Given instruction 1:
Render this sentence from the SRCU mailing-list reply in Spanish: "The Tree SRCU version seems to be reasonably reliable, but I do not yet trust the Tiny SRCU implementation."

** Begin Document passage **

Re: SRCU question

From: "Paul E. McKenney" <paulmck@kernel.org>
To: Kent Overstreet <kent.overstreet@gmail.com>
Cc: rcu@vger.kernel.org
Subject: Re: SRCU question
Date: Sun, 15 Nov 2020 12:11:24 -0800	[thread overview]
Message-ID: <20201115201124.GL3249@paulmck-ThinkPad-P72> (raw)
In-Reply-To: <20201112201547.GF3365678@moria.home.lan>

On Thu, Nov 12, 2020 at 03:15:47PM -0500, Kent Overstreet wrote:
> Hi to Paul & the rcu mailing list,
> 
> I've got a problem I'm trying to figure out if I can adapt SRCU for.
> 
> Within bcachefs, currently struct btree obects, and now also btree_cached_key,
> aren't freed until the filesystem is torn down, because btree iterators contain
> pointers to them and will drop and retake locks (iff a sequence number hasn't
> changed) without holding a ref. With the btree key cache code, this is now
> something I need to fix.
> 
> What I plan on doing is having struct btree_trans (container for btree
> iterators) hold an srcu read lock while it's alive. But, I don't want to just
> use call_srcu to free the btree/btree_cached_key objects, because btree trans
> objects can at times be fairly long lived and the existing code can reuse these
> objects for other btree nodes/btree cached keys immediately. Freeing them with
> call_srcu() would break that; I could have my callback function check if the
> object has been reused before freeing, but I'd still have a problem when the
> object gets freed a second time before the first call_scru() has finished.
> 
> What I'm wondering is if the SRCU code has a well defined notion of a clock that
> I could make use of. What I would like to do is, instead of doing call_srcu() to
> free the object - just mark that object with the current SRCU context time, and
> then when my shrinkers run they can free objects that haven't been reused and
> are old enough according the the current SRCU time.
> 
> Thoughts?

An early prototype is available on -rcu [1].  The Tree SRCU version
seems to be reasonably reliable, but I do not yet trust the Tiny SRCU
implementation.  So please avoid !SMP&&!PREEMPT if you would like to
give it a try.  Unless you -really- like helping me find bugs, in which
case full speed ahead!!!

Here is the API:

unsigned long start_poll_synchronize_srcu(struct srcu_struct *ssp)

** End Document passage **
** Begin Information shown **

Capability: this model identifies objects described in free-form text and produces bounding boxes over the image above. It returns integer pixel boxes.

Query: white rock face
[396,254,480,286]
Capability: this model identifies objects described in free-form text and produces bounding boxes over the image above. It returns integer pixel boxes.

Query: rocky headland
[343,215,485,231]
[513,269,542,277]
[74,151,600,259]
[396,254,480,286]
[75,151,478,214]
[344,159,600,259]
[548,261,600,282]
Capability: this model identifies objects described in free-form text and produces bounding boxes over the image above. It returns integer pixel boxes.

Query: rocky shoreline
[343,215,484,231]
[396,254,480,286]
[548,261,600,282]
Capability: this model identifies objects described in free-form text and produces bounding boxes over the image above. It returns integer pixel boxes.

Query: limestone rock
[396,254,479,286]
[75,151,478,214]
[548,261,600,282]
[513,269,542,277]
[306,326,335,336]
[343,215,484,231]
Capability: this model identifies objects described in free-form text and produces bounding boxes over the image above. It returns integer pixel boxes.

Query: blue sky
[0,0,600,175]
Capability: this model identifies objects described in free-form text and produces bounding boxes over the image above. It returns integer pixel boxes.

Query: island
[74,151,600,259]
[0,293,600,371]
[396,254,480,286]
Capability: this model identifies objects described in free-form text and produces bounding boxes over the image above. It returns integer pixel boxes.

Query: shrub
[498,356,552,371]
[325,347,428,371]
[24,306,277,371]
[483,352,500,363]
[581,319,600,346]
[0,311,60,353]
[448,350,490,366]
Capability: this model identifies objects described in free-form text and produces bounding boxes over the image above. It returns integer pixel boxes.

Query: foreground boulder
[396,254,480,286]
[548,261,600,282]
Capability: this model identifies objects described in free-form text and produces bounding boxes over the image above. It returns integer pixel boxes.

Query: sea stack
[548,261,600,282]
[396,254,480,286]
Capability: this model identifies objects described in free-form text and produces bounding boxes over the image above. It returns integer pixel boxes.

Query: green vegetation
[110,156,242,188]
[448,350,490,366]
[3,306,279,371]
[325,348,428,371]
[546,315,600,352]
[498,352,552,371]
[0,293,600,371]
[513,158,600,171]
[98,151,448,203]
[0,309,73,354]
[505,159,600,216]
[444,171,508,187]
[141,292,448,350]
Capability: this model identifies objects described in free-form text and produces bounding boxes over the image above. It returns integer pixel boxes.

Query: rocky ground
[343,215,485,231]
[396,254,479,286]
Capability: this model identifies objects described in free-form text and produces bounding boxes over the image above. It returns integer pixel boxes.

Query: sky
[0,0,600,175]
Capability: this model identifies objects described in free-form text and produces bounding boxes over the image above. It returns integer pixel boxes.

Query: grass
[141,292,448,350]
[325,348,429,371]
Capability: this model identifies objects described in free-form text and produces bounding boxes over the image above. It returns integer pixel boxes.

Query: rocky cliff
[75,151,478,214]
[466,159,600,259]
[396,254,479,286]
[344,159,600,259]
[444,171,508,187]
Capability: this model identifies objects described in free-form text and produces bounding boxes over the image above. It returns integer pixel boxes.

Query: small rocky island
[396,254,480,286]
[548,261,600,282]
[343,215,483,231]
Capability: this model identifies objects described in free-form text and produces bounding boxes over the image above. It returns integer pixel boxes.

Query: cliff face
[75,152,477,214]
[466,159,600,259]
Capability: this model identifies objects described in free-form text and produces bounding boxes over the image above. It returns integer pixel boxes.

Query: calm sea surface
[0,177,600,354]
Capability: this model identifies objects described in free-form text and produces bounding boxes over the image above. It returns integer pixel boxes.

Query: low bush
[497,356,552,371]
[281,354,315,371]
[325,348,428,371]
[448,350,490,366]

** End Information shown **

Given instruction 2:
Please pick out every line of the records above that contains the string "rocky".

Output 1:
La versión Tree SRCU parece ser razonablemente fiable, pero todavía no confío en la implementación Tiny SRCU.

Output 2:
Query: rocky headland
Query: rocky shoreline
Query: rocky ground
Query: rocky cliff
Query: small rocky island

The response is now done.